Required action
For each line below that contains the string "following", copy that line.

Data section
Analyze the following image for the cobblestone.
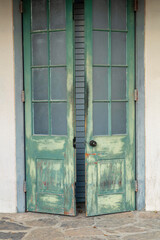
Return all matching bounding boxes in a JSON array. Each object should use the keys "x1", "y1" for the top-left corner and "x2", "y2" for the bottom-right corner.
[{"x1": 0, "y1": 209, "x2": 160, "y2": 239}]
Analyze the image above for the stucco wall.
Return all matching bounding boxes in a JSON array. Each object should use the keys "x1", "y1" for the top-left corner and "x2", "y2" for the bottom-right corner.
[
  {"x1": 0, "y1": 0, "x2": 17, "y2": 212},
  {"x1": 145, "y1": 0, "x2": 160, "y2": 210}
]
---
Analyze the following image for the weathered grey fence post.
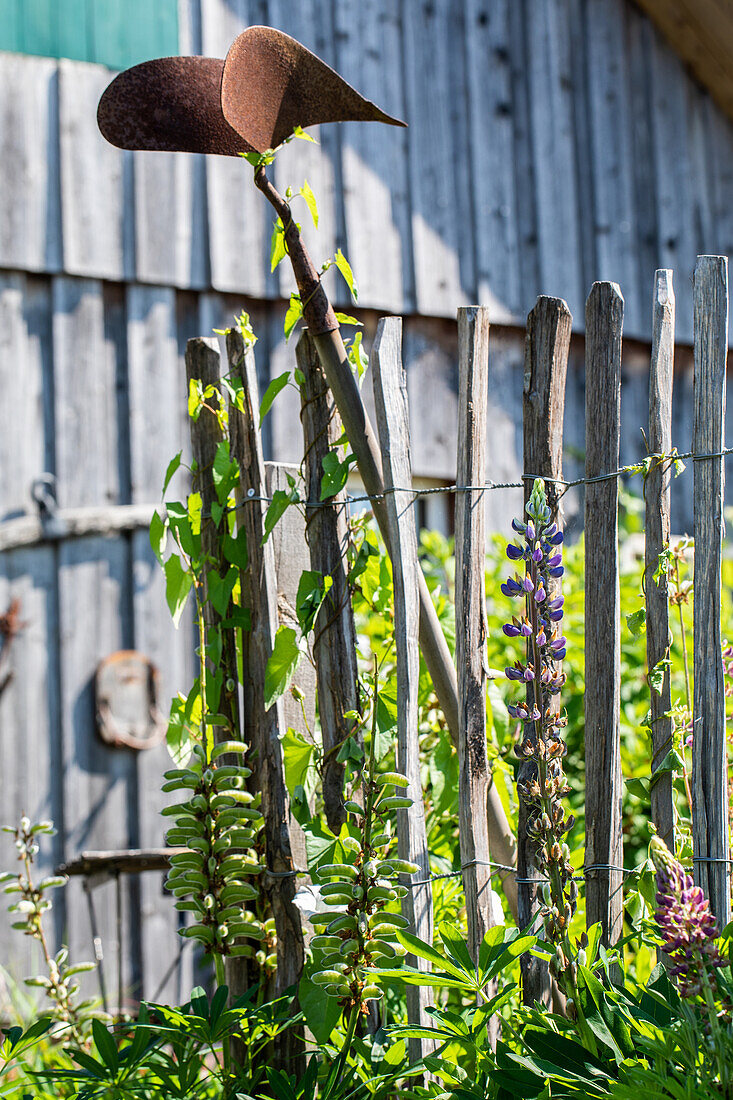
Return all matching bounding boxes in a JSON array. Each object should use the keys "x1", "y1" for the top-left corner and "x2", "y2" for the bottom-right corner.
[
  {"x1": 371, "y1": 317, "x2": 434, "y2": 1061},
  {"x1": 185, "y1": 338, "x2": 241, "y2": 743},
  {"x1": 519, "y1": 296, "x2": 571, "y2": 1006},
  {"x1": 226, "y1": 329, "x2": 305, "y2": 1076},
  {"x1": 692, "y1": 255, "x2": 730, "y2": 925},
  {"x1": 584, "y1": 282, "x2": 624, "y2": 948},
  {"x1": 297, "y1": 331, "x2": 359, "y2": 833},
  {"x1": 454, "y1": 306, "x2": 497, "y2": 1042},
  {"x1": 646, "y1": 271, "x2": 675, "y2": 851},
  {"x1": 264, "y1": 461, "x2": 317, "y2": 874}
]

Answer box
Analyze the following image for the cobblestone.
Analyze the following image for the weathered grey fence post.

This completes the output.